(Exercise instructions): Copy the listing below in full and skip every picture.

(Given records):
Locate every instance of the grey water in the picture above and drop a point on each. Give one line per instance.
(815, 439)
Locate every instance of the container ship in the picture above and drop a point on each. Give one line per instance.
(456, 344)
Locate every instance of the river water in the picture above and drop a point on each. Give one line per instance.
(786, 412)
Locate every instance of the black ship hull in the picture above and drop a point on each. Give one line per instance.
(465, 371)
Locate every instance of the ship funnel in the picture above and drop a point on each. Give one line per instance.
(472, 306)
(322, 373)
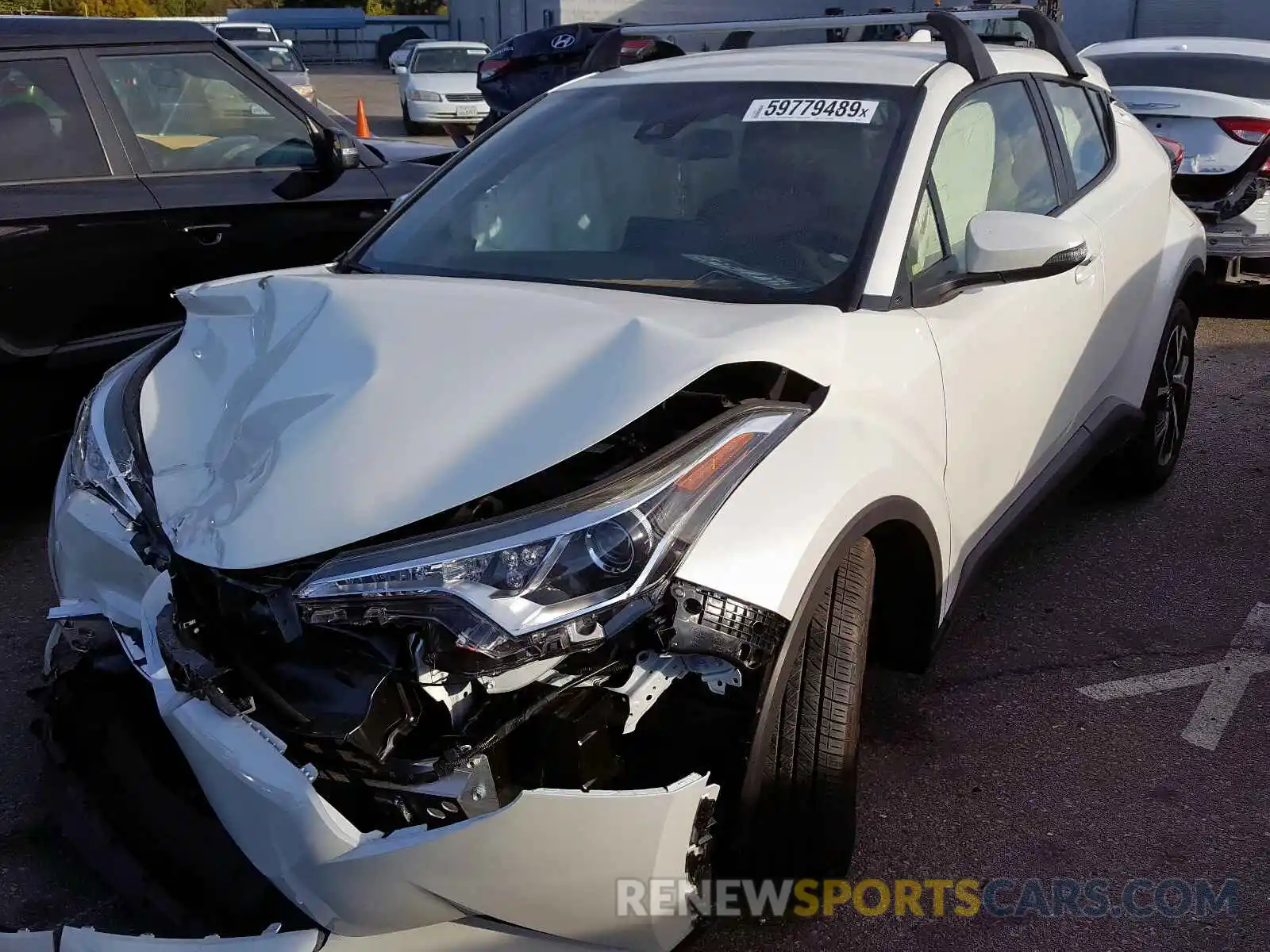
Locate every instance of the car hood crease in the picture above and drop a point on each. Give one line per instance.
(306, 412)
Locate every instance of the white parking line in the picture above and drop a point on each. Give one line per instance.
(1227, 681)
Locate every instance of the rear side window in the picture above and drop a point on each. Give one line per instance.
(44, 127)
(1230, 75)
(1080, 129)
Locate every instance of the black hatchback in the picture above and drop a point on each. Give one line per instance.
(141, 156)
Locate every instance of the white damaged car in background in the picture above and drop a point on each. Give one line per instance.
(540, 543)
(1208, 99)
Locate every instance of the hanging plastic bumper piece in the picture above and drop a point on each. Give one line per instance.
(546, 866)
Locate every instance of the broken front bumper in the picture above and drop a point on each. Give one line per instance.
(548, 862)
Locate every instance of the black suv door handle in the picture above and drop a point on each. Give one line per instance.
(207, 235)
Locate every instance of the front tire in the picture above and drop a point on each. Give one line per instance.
(1149, 460)
(806, 819)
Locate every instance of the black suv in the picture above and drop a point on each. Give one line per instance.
(141, 156)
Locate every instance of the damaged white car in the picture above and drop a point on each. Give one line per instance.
(540, 543)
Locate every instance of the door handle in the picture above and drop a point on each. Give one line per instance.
(207, 235)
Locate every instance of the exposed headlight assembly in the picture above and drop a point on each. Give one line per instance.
(545, 582)
(101, 457)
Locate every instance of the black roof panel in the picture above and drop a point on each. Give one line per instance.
(32, 32)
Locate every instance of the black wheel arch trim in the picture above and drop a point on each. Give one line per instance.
(882, 511)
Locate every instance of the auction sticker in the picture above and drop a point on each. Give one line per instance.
(860, 111)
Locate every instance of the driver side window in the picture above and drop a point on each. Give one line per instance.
(194, 112)
(991, 156)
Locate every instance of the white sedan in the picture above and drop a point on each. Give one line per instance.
(539, 543)
(438, 86)
(1210, 99)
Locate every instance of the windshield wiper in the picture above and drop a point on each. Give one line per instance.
(357, 268)
(766, 279)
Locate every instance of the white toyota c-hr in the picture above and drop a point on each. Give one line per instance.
(540, 541)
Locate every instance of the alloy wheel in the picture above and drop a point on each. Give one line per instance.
(1172, 397)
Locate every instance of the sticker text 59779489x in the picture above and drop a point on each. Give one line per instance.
(860, 111)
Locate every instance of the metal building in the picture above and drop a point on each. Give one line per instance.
(1085, 21)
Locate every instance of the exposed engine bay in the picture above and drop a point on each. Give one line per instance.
(408, 711)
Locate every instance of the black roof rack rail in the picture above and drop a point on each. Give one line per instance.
(1053, 41)
(964, 46)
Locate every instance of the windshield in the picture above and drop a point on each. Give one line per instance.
(451, 60)
(1212, 73)
(276, 59)
(751, 190)
(238, 33)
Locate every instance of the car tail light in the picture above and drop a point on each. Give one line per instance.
(1245, 130)
(1175, 150)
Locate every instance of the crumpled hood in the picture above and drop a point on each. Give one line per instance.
(304, 412)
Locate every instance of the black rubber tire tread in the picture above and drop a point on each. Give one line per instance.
(1134, 469)
(806, 816)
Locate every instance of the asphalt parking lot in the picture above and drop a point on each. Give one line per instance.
(991, 765)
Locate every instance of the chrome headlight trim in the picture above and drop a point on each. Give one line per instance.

(Complete response):
Locate every instance of the grey water in the picture above and drop a point on each. Give one line per instance.
(815, 439)
Locate every instance of the container ship in the picture above and drop a point on each. Give one line per instance.
(456, 344)
Locate every instance of the river water in the picture above and drop a point on each. Give one line per instance.
(786, 412)
Locate every instance of the black ship hull in the picture above and drop a point on each. Give one line per instance.
(465, 371)
Locate every instance of the ship funnel in the picture above and drop a point on each. Give one line per instance.
(472, 306)
(322, 373)
Locate every instance of the car hood crease in the picture above and drop a point on each. Give one line per instance.
(306, 412)
Locate every instance of the white parking line in the picture above and drop a point on each. Give one line per instance.
(1227, 681)
Locate every instance of the rear side window in the picture above and drop a point on each. Give one line per instance.
(44, 127)
(1230, 75)
(1080, 129)
Locate every instance of the black hatchback in the picture above and drop a point on each. Give one line per instance.
(141, 156)
Locate every instance of the white damaged car in background in the picture above and drop a point on each. Give one line per instance.
(540, 543)
(1208, 99)
Locate every instance of the hanging plastic bumper piece in the picture above and drop a point on each. Give one line per instance.
(546, 866)
Locate every instance of the broken front bumper in the picture above and drop a point on each. Give one line per instance.
(548, 862)
Locate every instance of the black suv door handle in the picture above and drop a point on each. Give one line per instance.
(207, 235)
Locate every instance of the front tire in the picture above and drop a point on each. Give one line per instance.
(1149, 460)
(806, 819)
Locate every instance of the black suv in the picture above and drop a point on each. Give one line per instance.
(141, 156)
Locate every instance of the damaged white car in the picture above and drop a point on each. Give one line per instance.
(540, 543)
Locate every instance of the door handle in the picture above and drop a point on each. Give one line per instance.
(207, 235)
Locate every instance of the exposed headlight assembly in the picture above and drop a point on each. Give one line per instance.
(545, 582)
(101, 457)
Locate every instance of the black roof panel in the picture above and drop a point on each. Give one line per instance.
(32, 32)
Locate every instance of the black wheel arch trim in the picture above and drop a point on each. Give one line per instance.
(882, 511)
Locate every instance of the auction sticker in the picture above and drop a point on each. Give one line per instance.
(860, 111)
Locate every instance of the driver side window in the picture above and drop a point on each. Give one line per instance.
(194, 112)
(991, 156)
Locate every instance of the white sedan in the picture above and drop a point on each. Give one line per instance.
(539, 543)
(438, 86)
(1210, 99)
Locate every instance of the windshield wiper in the picture above and drop a point on each. Give one line per instance.
(357, 268)
(766, 279)
Locate every instance of the white toyota c-hr in the picture above and drop a point on each. Give one line per instance.
(540, 541)
Locate every instance of the alloy wheel in the picture above and drop a point on each. Give one line per instance.
(1172, 397)
Locate every instance of the sticker text 59779489x in the picture above and drop a point on each. Give one line per instance.
(860, 111)
Locate every instance of the metal building in the picture above and drop a point on each. Give one line per instance.
(1085, 21)
Locate every instance of the exposed engine bay in the picture above and drop a point on each. Give one line per instance.
(408, 711)
Locate every instance of the black roof rack rail in the picture above and drop a point on each. Give one line per instance.
(1053, 41)
(964, 46)
Locate every instance of the windshield in the picture above and drop a point on each. Give one line per instance.
(451, 60)
(1212, 73)
(276, 59)
(751, 190)
(238, 33)
Locate every instance of the car tail light in the picture above and drop a point on each. Give one line per instance.
(1245, 130)
(1175, 150)
Locate every instance of the crumpled hood in the picture above and drop a point on each. Give one line per instance.
(304, 412)
Locate every instance of the black rubber tire tread in the picture above and drop a point on each. Give one line per instance.
(1134, 469)
(806, 816)
Locate every instance of the asphalt parking lot in the picture above and drop a point on each. Give one line per instance.
(991, 765)
Locate every instance of the chrome headlight trim in the picture above and drop a point on each. Give one line per instance.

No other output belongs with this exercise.